Return the records below exactly; pictures stay out.

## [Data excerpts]
*** Block opens ***
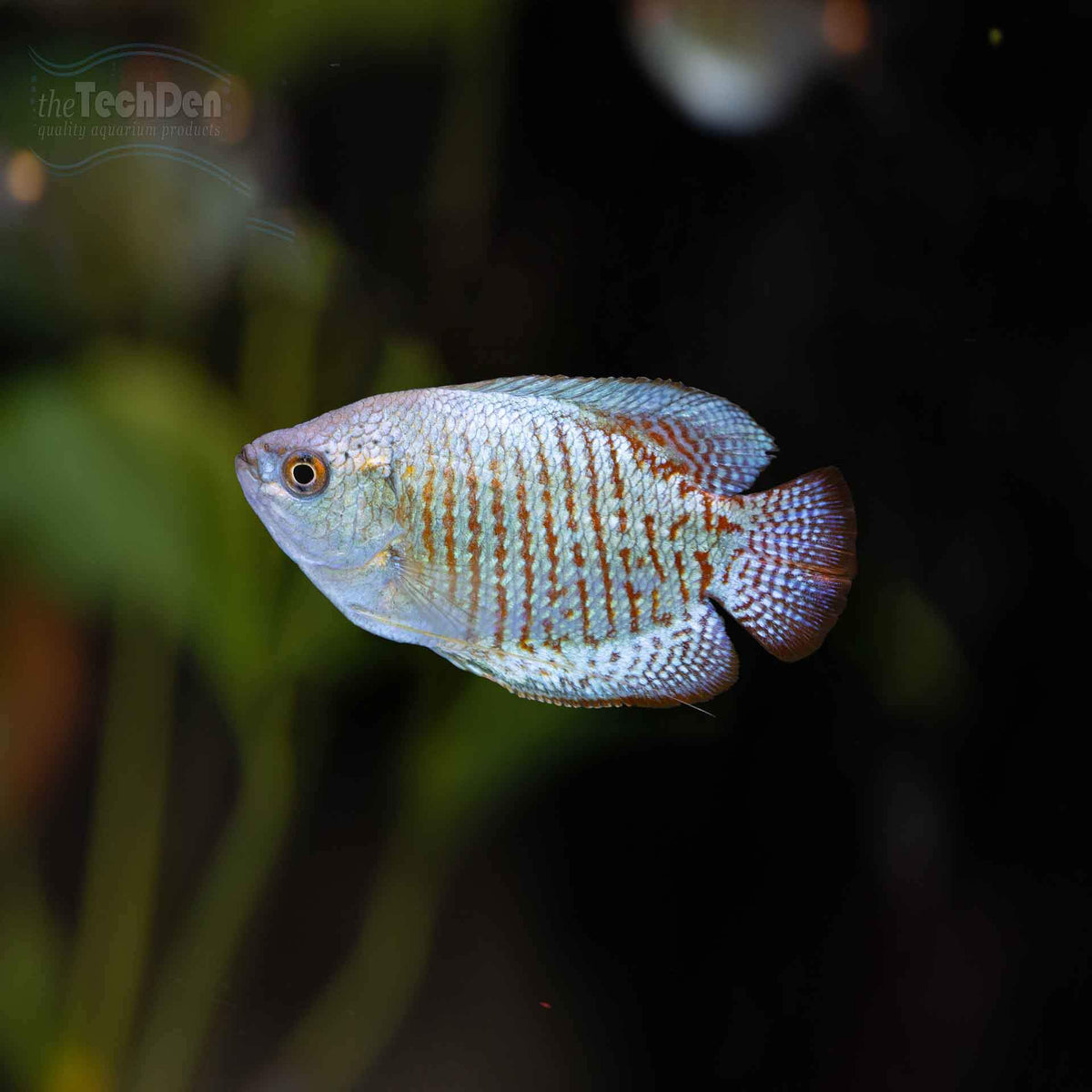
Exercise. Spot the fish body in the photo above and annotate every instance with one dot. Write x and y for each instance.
(568, 539)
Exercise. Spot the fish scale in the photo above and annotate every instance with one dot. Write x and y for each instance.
(565, 538)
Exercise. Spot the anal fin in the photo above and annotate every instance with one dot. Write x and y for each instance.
(687, 661)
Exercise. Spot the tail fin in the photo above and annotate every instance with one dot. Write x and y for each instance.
(789, 582)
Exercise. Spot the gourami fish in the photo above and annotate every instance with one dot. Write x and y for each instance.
(572, 540)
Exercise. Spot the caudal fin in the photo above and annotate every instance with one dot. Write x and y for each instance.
(789, 584)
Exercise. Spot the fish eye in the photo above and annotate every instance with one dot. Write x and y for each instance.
(305, 473)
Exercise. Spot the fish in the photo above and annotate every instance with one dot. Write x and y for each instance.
(578, 541)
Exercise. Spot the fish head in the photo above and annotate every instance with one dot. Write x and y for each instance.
(322, 492)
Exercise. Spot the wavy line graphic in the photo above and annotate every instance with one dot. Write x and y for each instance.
(152, 152)
(268, 223)
(284, 234)
(129, 49)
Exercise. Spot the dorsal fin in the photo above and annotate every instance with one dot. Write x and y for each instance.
*** Block closes ***
## [Response area]
Exercise. Spot the fish body in the photo above and annotate every instance with one dot. Write x and y for each instance.
(568, 539)
Exercise. Spot the fish scale in the photo above and annotate every instance with one dot. Write x and y for each instance.
(565, 538)
Exercise. Spot the anal fin in the photo above and annotate every instance with one dot. Write x and y for each instance.
(687, 661)
Exercise. Spot the tail fin in the photo above and annotate every instance with one dot. Write x and y for each instance.
(789, 582)
Exercise. Spot the gourami fish in the photo above and annotate every instance with one dot. Write x and y for each instance.
(572, 540)
Exercise. Spot the caudal fin in the photo above and annotate every instance with one dot. Write x and y for each instance.
(789, 584)
Exercise. Spot the fish eye in the photo above and annotate every instance with one dot. Write x and y for each instance.
(305, 473)
Exercise. Spot the fish in the photo above and annotate every instance with one dot. Write x and y for each instance.
(578, 541)
Exercise. Spot the fish head in the photo above and annotate every instance with one dot. Write x and y for each instance.
(322, 492)
Exercise. Spot the wavy line graphic in the photo above and annotate every instance with one dot. Write x and y for each instance.
(152, 152)
(268, 223)
(284, 234)
(129, 49)
Exercise. Spot the dorsal fin in the photo above and annotate every instance with one dot. Write x and y for each instance.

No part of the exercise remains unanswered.